# Work instruction:
For this listing, the lines between the one holding "Target: blurred background" and the one holding "of the leaf", inclusive, must be set down exactly.

# Entries shown:
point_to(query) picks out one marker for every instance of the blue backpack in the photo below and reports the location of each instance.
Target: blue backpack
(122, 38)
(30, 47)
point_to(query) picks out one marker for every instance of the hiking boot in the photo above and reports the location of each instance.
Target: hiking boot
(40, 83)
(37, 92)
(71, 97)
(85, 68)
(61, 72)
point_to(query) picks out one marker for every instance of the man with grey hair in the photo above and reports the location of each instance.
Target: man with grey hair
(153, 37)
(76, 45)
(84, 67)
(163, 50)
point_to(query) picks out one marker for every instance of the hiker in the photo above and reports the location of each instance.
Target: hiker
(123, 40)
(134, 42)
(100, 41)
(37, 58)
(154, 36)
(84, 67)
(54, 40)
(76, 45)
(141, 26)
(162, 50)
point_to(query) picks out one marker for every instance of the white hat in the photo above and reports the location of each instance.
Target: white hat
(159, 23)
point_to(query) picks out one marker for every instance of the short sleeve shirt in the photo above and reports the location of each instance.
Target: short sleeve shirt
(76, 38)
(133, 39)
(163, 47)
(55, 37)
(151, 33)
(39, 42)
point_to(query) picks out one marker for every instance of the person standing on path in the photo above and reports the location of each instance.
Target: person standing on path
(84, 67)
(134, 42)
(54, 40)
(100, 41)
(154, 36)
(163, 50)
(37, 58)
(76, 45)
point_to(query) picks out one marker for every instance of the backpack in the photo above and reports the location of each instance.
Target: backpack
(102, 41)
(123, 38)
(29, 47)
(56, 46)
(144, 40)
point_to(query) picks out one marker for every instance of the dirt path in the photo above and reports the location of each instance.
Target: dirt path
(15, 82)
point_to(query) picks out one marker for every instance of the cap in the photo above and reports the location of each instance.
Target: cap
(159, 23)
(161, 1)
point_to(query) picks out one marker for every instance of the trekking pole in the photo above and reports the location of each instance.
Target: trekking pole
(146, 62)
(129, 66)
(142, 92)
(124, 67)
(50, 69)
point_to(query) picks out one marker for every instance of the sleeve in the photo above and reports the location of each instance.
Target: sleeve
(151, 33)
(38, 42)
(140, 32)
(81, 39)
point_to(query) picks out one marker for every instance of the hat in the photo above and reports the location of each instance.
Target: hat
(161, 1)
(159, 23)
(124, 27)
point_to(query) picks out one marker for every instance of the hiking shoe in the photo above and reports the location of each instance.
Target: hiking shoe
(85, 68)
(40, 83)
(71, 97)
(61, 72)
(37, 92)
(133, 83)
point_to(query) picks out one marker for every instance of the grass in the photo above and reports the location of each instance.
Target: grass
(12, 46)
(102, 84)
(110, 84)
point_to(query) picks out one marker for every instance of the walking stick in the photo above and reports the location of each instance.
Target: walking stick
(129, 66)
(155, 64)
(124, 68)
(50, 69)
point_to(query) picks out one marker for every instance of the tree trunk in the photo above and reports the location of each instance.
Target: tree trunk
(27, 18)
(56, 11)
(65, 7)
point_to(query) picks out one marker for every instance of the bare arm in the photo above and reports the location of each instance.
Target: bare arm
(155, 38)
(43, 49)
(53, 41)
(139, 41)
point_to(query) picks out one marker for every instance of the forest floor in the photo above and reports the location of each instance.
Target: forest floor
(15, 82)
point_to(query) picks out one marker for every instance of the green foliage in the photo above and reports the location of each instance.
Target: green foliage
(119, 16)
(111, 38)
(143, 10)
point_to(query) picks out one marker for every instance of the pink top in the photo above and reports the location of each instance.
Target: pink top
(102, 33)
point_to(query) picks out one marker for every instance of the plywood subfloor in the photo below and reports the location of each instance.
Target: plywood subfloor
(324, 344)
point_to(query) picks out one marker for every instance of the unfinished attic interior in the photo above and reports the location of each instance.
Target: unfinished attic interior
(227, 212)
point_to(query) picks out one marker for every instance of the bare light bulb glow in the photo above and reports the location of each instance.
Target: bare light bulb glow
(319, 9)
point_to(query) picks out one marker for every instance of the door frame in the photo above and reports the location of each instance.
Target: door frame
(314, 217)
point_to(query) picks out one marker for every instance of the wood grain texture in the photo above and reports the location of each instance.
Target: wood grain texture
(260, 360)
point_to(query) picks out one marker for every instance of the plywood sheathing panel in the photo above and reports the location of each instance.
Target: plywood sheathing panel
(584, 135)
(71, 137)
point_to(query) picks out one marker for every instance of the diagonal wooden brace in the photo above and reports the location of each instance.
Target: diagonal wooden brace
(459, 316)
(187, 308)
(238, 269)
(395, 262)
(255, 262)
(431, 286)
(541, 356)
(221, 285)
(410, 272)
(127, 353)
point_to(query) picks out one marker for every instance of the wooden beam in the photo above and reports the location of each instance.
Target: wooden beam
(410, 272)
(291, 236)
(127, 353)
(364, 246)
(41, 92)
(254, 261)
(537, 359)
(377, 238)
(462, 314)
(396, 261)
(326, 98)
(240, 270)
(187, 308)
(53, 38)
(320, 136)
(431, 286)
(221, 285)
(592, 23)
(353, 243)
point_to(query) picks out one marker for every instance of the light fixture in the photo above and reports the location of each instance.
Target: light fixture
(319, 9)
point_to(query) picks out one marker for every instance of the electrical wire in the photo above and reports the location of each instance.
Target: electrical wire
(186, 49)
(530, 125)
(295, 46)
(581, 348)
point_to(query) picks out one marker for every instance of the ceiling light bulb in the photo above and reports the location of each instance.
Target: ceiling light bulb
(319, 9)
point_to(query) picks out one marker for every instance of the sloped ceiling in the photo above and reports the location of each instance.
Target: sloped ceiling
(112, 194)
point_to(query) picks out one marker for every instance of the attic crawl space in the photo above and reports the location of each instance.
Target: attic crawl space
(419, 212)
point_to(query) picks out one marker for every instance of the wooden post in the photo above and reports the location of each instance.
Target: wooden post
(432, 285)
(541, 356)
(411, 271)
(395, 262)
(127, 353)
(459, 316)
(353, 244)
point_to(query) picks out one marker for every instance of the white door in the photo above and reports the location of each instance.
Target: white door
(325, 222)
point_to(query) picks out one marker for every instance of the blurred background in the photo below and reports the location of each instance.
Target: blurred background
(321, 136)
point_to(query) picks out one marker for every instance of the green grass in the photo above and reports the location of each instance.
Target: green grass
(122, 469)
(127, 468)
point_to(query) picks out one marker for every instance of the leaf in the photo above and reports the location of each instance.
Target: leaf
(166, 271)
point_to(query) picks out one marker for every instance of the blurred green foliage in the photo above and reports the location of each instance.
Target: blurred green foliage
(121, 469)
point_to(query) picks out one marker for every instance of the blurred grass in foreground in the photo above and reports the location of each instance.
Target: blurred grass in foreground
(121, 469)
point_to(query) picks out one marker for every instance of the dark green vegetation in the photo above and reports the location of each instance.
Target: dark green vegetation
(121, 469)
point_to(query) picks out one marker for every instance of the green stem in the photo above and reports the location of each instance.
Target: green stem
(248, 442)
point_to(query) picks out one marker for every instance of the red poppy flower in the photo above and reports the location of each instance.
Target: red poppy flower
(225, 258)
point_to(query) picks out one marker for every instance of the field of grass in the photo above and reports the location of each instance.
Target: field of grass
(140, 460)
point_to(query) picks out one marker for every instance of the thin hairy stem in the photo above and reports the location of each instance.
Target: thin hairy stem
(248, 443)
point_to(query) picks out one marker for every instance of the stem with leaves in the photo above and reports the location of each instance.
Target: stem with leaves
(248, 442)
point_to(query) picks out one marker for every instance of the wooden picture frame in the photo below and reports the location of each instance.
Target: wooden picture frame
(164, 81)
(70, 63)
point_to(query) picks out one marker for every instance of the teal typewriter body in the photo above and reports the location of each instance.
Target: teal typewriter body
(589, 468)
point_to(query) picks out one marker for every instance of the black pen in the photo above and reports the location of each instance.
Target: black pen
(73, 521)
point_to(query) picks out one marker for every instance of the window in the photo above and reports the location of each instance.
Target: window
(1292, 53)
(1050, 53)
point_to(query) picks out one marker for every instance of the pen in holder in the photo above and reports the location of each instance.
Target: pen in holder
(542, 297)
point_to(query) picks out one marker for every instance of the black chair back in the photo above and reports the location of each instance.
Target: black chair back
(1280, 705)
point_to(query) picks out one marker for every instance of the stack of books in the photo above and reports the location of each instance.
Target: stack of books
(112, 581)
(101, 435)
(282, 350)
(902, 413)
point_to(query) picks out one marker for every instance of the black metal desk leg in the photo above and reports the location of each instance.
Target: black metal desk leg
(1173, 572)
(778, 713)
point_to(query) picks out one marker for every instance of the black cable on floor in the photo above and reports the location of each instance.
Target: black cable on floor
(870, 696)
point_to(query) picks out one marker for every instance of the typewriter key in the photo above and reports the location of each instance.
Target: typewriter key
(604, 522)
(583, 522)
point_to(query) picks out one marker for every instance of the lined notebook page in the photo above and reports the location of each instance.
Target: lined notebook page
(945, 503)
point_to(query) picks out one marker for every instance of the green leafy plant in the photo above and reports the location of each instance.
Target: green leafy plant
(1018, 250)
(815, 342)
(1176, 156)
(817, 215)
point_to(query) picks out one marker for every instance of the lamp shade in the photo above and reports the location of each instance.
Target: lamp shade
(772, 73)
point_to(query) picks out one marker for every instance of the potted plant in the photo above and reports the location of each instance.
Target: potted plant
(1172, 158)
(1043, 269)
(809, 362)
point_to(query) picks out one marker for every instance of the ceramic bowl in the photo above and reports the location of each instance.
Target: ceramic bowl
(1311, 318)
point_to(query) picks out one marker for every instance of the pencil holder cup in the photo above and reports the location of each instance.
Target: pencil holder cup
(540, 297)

# Problem solution:
Target: blurred background
(321, 136)
point_to(query) picks out one marker for every instance of the green grass in the photo above and reports the location of each instance.
Target: green grass
(122, 469)
(127, 468)
point_to(query) picks out one marker for every instance of the leaf in the photo above and reports the location of each instance.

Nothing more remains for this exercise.